# [Direction A]
In the records, switch "stone statue" to "bronze statue" everywhere from the first line down to the line containing "[283,91,306,130]", keeping everything else the same. Leave the pictures out.

# [Excerpt]
+--

The high-degree system integration enables one-button temperature and magnetic field control and electrical testing through software operation.

● Cooling with a 4 K GM refrigerator, without refrigerant required in the cooling process

● Temperature range of the sample stage: 4K～420K

● Temperature stability is greater than ±20 mK over the entire temperature range

● Carry vertical superconducting magnets with a maximum magnetic field of ±3 T

● Multiple heat sinks are designed for the probe arms and probes to minimize the sample temperature rise caused by probe feeding

● The quick sample change option reduces the time for a single sample change by 2 hours

● The advanced intelligent optical system enables clearer sample observation and supports various functions such as recording, shooting and distance measurement.

● The special vibration damping design effectively reduces the vibration of the sample stage, ensuring the vibration <1 μm (p-p) over the full temperature range, which meets the needs of most optical devices for continuous operation.

Magnetic field	Magnet type	Superconducting magnet
	Magnetic field direction	Vertical
	Magnetic field intensity	±3 T at the base temperature of the sample stage
		±2.5 T at the 10–300 K temperature range
		±2 T at the 300–420 K temperature range
	Magnetic field homogeneity	0.5% within a 10 mm diameter; 1.0% within a 25 mm diameter
	Probe movement during excitation to the maximum magnetic field	<5 μm
Temperature	Sample temperature	<10 K-420 K
	Temperature stability	＜±20 mK
	Cooling time	<7 h
	Time for full equipment to warm up from the base temperature to room temperature	2 h
Vibration	Sample vibration	<1 μm (p-p)

+--

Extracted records
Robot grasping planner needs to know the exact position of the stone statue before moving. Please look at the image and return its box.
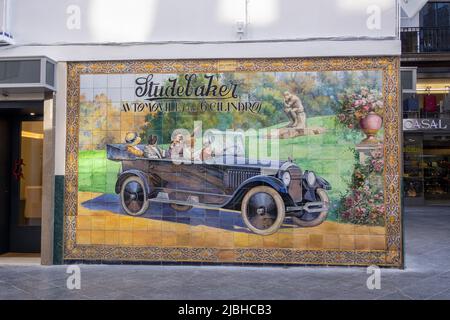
[283,91,306,130]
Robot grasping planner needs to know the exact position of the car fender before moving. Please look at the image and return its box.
[115,169,151,194]
[223,175,294,210]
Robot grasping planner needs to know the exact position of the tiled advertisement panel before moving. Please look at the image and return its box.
[64,57,402,266]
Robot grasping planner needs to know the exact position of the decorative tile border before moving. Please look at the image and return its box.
[64,57,403,267]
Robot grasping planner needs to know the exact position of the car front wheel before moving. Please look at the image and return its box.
[120,176,150,216]
[241,186,285,236]
[292,189,330,228]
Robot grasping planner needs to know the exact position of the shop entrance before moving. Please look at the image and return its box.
[0,109,44,254]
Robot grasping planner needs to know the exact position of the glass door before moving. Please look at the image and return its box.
[10,119,44,253]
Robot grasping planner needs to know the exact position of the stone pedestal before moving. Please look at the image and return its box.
[356,143,383,164]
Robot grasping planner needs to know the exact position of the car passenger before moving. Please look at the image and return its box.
[125,132,144,157]
[144,135,165,159]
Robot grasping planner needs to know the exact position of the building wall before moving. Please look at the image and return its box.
[0,0,400,61]
[0,0,402,266]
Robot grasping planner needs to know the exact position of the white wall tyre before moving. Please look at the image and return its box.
[292,189,330,228]
[120,176,150,217]
[241,186,285,236]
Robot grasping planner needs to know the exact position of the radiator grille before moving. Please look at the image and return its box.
[226,169,259,189]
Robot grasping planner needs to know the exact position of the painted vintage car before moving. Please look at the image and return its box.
[107,134,331,235]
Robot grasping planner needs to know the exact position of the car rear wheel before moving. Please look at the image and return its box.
[241,186,285,236]
[120,176,150,216]
[292,189,330,228]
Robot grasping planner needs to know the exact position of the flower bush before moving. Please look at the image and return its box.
[335,87,383,129]
[338,149,385,226]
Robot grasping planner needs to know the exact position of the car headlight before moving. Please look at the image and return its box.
[281,171,291,187]
[306,171,317,187]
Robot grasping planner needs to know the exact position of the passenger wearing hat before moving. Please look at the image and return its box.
[125,132,144,157]
[144,135,164,159]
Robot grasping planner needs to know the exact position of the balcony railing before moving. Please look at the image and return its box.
[401,27,450,53]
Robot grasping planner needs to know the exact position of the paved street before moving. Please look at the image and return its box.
[0,207,450,300]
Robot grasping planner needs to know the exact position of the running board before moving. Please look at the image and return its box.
[286,202,330,213]
[149,192,229,211]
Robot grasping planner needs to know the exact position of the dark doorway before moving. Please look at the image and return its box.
[0,103,44,253]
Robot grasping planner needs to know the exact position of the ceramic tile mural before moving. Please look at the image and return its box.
[64,58,402,266]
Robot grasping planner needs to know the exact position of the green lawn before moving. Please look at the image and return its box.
[78,116,362,219]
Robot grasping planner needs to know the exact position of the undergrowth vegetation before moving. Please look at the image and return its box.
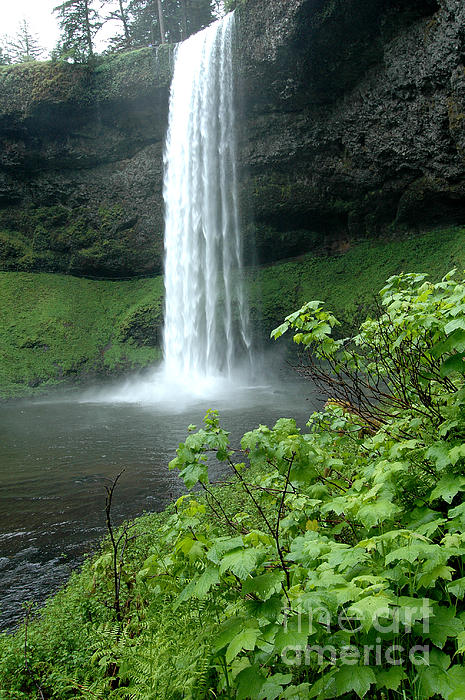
[0,273,465,700]
[0,272,163,397]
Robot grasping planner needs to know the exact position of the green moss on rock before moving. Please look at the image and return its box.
[0,272,163,397]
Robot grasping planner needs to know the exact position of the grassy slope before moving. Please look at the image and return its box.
[0,228,465,397]
[0,272,163,396]
[248,227,465,333]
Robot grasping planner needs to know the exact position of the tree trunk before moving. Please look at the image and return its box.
[84,0,94,57]
[181,0,189,40]
[158,0,165,44]
[119,0,131,46]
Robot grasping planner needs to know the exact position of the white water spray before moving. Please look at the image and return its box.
[163,14,250,385]
[83,14,256,410]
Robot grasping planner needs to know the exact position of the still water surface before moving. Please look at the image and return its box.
[0,376,316,628]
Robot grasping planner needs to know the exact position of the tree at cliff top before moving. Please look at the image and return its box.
[53,0,102,63]
[5,19,44,63]
[101,0,132,52]
[0,46,11,66]
[129,0,217,47]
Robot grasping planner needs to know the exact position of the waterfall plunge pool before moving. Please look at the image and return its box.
[0,371,319,629]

+--

# [Direction B]
Proceed with the probe station specifications from the point where they stop.

# [Task result A]
Robot grasping planner needs to know the exact position of the bronze statue before moving. Please look at the image and return its box.
[283,91,306,130]

# [Task result B]
Vacuum	Vacuum at room temperature	<6 E-2 Pa
	Pump-down time (0.1 Pa)	1.5 h
	Lowest-temperature vacuum	<1.2 E-3 Pa
Probe arm	Travel	X-Y-Z，50 mm-25 mm-25 mm
	Planarized rotation	±5°
Sample space	Sample diameter	Maximum 51 mm
DC probe	Tip material (optional)	Tungsten or beryllium copper (BeCu)
	Frequency range (optional)	With cryogenic coaxial cable: 0–50 MHz
		With semi-rigid coaxial cable: 0–1 GHz
Microwave probe: GSG	Tip material	Tungsten
	Frequency range (optional)	DC-40 GHz
		DC-67 GHz

Magnetoresistance Measurements

The product can be used to measure magnetoresistance, anomalous Hall magnetoresistance, tunneling magnetoresistance and giant magnetoresistance effects. The mode of applying the magnetic field can be set arbitrarily, making it easy to meet various measurement requirements.

Hall Effect Measurements

The resistivity and Hall voltage of a semiconductor material are measured using a current source and nanovoltmeter, and the carrier concentration, mobility, resistivity, Hall coefficient and other parameters of the semiconductor material are calculated. Hall measurement is a common means of understanding and studying the electrical properties of semiconductor devices and materials.